◆ TASK DETAILS
Restate every entry word for word.

(Records from a dataset)
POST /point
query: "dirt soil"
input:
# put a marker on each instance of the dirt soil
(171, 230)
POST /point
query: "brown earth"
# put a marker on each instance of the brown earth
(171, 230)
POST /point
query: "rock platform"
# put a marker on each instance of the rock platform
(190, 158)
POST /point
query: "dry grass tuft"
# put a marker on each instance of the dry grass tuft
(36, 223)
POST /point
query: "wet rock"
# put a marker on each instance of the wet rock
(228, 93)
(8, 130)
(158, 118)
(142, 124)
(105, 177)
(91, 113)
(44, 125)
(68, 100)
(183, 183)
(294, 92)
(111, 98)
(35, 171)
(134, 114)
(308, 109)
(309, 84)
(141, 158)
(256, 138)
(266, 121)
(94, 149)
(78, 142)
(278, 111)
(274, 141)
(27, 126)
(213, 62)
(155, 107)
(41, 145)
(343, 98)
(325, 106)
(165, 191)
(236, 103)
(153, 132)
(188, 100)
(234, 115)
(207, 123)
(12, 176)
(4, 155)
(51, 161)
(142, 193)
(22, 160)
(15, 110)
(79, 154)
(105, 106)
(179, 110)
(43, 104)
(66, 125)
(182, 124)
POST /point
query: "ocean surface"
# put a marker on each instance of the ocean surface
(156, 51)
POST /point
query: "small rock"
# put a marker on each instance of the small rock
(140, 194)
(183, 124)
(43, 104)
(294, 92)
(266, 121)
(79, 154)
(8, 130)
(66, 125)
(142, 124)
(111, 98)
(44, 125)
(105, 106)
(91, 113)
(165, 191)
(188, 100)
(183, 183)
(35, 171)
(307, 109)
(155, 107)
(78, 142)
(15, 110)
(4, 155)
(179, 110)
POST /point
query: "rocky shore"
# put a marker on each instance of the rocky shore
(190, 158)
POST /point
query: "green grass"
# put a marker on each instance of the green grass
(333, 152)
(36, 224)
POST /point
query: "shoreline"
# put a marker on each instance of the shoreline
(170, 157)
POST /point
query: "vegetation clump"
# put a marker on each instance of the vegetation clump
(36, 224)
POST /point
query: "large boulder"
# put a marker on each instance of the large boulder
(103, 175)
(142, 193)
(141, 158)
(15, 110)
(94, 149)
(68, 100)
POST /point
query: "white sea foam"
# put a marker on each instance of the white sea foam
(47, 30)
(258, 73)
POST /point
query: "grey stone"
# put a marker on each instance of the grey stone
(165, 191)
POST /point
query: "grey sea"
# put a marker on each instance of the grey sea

◆ TASK SOLUTION
POST /point
query: "dirt soil"
input:
# put a marker on each instance of the dirt soil
(171, 230)
POST /point
query: "brown earth"
# put a marker on each instance of the brown earth
(171, 230)
POST /point
query: "rock platform"
# put a marker on each instance of the rock platform
(190, 158)
POST /point
query: "dry grass tuft"
# put a marker on each instance of the dry grass tuft
(36, 223)
POST /point
query: "wet rock"
# put a marker on each instance of the wet rock
(228, 93)
(8, 130)
(158, 118)
(142, 124)
(105, 177)
(91, 113)
(44, 125)
(68, 100)
(183, 183)
(294, 92)
(111, 98)
(35, 171)
(134, 114)
(308, 109)
(309, 84)
(141, 158)
(256, 138)
(266, 121)
(94, 149)
(78, 142)
(278, 111)
(274, 141)
(27, 126)
(213, 62)
(155, 107)
(41, 145)
(343, 98)
(325, 106)
(165, 191)
(236, 103)
(153, 132)
(188, 100)
(234, 115)
(207, 123)
(12, 176)
(4, 155)
(51, 161)
(142, 193)
(22, 160)
(15, 110)
(79, 154)
(105, 106)
(179, 110)
(43, 104)
(66, 125)
(182, 124)
POST /point
query: "ocean surface"
# put a marker on each instance of the ocean surface
(156, 51)
POST /point
query: "small rock"
# put a marker on each instance of the small rock
(140, 194)
(183, 124)
(43, 104)
(294, 92)
(266, 121)
(79, 154)
(8, 130)
(66, 125)
(142, 124)
(111, 98)
(44, 125)
(105, 106)
(91, 113)
(165, 191)
(188, 100)
(183, 183)
(35, 171)
(307, 109)
(155, 107)
(78, 142)
(15, 110)
(4, 155)
(179, 110)
POST /point
query: "rocky shore"
# put a marker on each instance of the rocky shore
(190, 158)
POST /point
query: "green grass"
# put a marker on each instance of the green grass
(333, 152)
(36, 224)
POST /point
query: "shoreline"
# put a marker on each instance of the shoreline
(170, 157)
POST /point
query: "vegetation clump"
# put a marker on each instance of the vegetation clump
(36, 224)
POST /point
query: "large boulder"
# put a marker on each instance of the large boulder
(103, 175)
(142, 193)
(141, 158)
(15, 110)
(94, 149)
(68, 100)
POST /point
query: "white sea foam"
# put a marker on each instance of the white sea foam
(47, 30)
(258, 73)
POST /point
query: "grey stone"
# put a marker on each instance of the grey stone
(165, 191)
POST /point
query: "grey sea"
# put a marker on each instance of the grey sea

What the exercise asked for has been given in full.